# [What the task requires]
Having found the line that holds "In the photograph above, where can the girl's", give that line and all lines after it again, word for word, through the end of the data below.

[Natural language region descriptions]
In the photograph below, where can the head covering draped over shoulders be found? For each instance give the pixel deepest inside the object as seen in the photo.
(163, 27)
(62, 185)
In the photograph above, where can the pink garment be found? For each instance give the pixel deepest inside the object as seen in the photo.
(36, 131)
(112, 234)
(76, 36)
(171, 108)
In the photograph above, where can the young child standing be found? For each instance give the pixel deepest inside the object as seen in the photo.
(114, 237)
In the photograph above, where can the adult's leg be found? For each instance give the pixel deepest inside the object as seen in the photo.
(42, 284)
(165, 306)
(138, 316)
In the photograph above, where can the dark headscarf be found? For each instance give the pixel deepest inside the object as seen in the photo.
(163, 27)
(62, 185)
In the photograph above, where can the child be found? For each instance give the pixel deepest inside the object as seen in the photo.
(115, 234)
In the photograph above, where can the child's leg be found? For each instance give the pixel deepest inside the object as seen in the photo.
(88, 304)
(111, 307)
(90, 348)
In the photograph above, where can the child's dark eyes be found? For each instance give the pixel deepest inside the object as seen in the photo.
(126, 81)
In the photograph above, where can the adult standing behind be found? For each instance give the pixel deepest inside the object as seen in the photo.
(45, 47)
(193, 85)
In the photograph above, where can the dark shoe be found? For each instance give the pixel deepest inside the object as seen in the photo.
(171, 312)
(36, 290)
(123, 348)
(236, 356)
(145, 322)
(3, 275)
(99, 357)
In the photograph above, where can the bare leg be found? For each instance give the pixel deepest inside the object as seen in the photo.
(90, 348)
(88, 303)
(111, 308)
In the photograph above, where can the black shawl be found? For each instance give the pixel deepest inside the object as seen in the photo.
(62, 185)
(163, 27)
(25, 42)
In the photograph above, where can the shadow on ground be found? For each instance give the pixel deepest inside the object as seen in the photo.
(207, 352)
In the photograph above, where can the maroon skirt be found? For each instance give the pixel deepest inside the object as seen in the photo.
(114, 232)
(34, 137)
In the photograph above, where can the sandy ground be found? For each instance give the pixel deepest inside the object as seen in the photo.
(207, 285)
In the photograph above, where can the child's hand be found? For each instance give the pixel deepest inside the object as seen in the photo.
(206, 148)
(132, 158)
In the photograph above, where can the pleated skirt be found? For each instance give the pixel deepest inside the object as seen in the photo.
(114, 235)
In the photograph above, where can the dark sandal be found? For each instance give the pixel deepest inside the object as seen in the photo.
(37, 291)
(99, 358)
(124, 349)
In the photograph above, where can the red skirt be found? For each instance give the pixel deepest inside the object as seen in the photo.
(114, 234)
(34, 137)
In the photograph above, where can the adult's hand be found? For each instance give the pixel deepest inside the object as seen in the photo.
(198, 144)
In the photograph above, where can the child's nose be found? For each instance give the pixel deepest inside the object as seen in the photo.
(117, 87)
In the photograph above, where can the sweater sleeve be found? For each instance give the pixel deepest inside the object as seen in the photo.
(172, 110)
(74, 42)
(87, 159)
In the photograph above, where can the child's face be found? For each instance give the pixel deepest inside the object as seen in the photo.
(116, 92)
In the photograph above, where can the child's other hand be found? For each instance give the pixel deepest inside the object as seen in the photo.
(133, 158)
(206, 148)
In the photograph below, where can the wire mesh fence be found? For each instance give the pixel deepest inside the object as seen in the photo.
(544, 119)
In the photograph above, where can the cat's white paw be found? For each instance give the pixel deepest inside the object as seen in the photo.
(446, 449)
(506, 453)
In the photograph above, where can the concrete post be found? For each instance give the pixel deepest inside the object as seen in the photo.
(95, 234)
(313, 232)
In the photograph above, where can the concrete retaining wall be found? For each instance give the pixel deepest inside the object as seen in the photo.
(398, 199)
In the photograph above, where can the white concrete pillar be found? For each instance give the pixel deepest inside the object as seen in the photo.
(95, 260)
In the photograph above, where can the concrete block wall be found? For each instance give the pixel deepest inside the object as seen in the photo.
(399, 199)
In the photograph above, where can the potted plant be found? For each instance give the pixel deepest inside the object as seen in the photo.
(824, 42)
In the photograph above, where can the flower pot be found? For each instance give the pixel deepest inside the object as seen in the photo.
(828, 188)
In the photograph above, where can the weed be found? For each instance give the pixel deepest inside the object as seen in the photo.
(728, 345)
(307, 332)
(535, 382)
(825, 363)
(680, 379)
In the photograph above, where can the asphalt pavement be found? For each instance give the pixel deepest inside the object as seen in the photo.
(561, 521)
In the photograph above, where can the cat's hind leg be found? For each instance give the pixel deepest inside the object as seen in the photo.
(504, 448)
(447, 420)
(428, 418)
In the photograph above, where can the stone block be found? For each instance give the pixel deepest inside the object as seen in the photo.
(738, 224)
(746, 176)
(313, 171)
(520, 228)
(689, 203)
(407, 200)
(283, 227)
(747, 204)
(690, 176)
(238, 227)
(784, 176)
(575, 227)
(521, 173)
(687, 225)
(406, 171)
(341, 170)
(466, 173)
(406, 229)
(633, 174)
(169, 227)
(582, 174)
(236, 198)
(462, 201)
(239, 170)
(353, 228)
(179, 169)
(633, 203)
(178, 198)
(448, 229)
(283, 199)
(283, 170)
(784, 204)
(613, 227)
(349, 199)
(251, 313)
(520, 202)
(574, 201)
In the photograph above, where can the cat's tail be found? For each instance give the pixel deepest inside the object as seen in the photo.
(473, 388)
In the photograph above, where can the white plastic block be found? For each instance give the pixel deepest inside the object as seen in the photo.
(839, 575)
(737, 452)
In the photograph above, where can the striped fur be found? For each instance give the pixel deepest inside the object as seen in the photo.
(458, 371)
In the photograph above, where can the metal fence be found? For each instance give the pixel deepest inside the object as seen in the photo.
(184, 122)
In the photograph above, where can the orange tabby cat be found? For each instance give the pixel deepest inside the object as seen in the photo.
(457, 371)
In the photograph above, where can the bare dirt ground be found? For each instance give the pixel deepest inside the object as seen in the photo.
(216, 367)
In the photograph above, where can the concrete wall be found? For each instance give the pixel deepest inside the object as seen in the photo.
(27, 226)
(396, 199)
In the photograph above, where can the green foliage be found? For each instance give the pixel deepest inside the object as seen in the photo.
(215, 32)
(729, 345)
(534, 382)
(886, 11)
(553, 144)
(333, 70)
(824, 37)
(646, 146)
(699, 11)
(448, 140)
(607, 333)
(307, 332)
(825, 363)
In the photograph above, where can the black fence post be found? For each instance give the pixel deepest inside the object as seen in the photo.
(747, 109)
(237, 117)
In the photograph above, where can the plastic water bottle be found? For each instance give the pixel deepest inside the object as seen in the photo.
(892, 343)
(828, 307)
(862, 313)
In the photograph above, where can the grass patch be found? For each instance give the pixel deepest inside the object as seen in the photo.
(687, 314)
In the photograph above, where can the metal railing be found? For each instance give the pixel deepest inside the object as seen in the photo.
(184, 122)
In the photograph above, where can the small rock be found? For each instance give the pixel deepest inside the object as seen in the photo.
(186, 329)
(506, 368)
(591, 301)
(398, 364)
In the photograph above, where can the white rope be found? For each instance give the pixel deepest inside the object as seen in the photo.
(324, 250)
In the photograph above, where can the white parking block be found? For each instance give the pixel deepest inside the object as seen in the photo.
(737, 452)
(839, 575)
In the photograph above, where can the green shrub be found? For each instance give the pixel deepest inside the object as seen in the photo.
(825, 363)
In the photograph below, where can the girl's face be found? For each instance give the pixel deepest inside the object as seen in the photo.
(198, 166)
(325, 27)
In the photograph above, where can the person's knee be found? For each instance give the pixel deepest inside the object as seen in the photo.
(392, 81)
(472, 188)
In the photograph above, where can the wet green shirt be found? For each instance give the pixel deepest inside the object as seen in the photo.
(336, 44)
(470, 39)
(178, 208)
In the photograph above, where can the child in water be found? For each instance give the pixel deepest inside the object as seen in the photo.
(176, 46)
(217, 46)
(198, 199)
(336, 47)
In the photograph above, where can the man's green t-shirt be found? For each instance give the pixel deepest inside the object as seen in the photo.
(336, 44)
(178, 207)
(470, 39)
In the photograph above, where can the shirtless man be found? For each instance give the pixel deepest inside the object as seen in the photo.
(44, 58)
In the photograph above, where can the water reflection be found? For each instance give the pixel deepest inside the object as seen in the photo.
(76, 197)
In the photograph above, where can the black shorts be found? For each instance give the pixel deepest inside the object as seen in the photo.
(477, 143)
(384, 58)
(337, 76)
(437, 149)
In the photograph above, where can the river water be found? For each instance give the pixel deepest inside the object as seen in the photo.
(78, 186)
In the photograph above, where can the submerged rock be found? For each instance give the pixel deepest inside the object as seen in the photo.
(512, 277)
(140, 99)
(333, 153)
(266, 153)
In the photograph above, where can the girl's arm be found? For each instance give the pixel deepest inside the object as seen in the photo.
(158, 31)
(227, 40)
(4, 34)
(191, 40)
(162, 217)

# [Solution for this task]
In the photograph above, where can the girl's arm be found? For each instance give the pixel deepest inside the object as seen in the photo.
(158, 31)
(227, 40)
(4, 34)
(191, 40)
(162, 217)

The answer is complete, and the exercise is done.